What the task requires:
Put each line of the records below into a JSON list of strings, one string per line, leaving out blank lines and the pictures.

--------------------------------

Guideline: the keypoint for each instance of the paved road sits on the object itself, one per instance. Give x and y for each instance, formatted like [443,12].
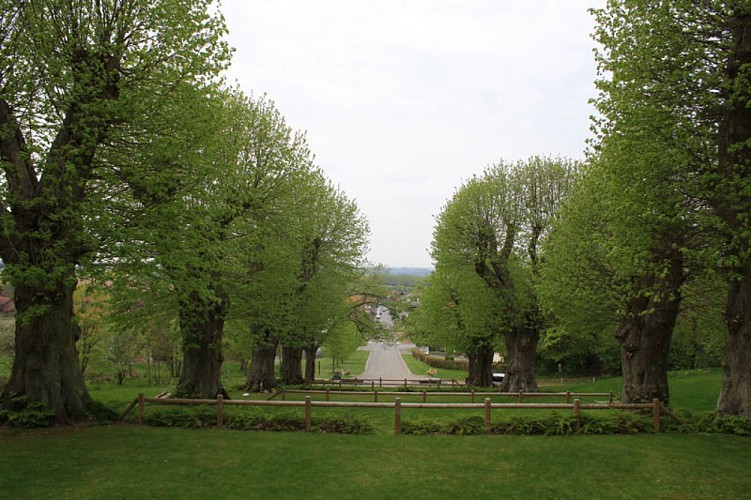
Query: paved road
[385,361]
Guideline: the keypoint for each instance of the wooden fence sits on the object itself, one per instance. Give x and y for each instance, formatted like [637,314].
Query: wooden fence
[389,382]
[520,396]
[397,406]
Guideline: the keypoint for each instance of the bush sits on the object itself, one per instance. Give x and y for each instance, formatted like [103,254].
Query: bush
[28,415]
[257,421]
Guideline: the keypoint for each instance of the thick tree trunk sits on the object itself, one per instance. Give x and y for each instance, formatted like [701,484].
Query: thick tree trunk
[521,356]
[735,396]
[202,327]
[732,204]
[645,335]
[480,365]
[262,377]
[46,368]
[291,366]
[310,363]
[645,343]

--------------------------------

Task response:
[
  "Guideline: the keypoint for each instance of the paved road sits on the object itself, one per instance. Give x and y for each instance, formatted like [443,12].",
  "Query: paved road",
  "[385,361]",
  "Guideline: the keypoint for each instance of the wooden fence sits on the object itself, one per instance. Give x and y for each instance, formatted like [637,314].",
  "Query: wooden fence",
  "[389,382]",
  "[520,396]",
  "[397,406]",
  "Guideline: the keypoint for each instance of the bush sits on the object itself, one per instance. Give x and y for each instance, formatted like [103,254].",
  "Query: bush",
  "[28,415]",
  "[257,421]",
  "Guideline: the keypoint for each instance of the thick tree trunk sits on the object itself, one per instance. Give x and y for each instance, formatted like [701,484].",
  "Query: thick tree trunk",
  "[521,356]",
  "[735,396]",
  "[202,327]",
  "[732,204]",
  "[645,335]",
  "[480,365]",
  "[262,377]",
  "[46,368]",
  "[291,366]",
  "[310,363]",
  "[645,343]"
]